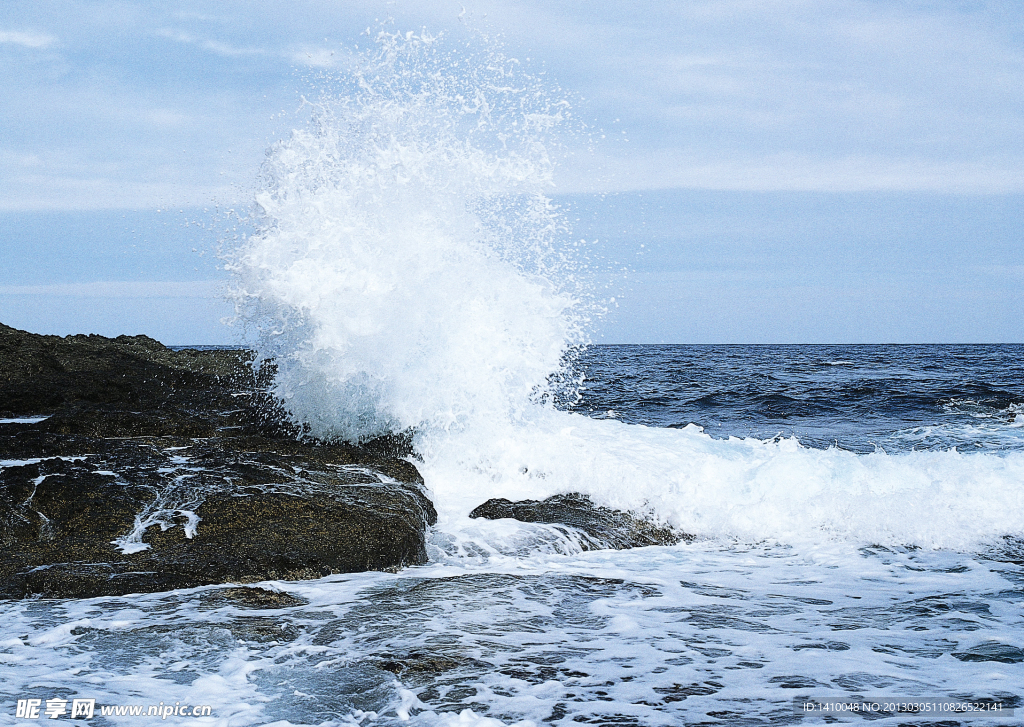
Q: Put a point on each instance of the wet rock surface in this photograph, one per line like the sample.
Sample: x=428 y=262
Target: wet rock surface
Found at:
x=158 y=469
x=605 y=527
________
The whole listing above needs to be copied exactly; please keep the pictures out.

- [Written answer]:
Q: Put a point on each instance of the wet rock surface in this photograph, one per line like the sample.
Sample: x=428 y=262
Target: wet rock surface
Found at:
x=158 y=469
x=605 y=527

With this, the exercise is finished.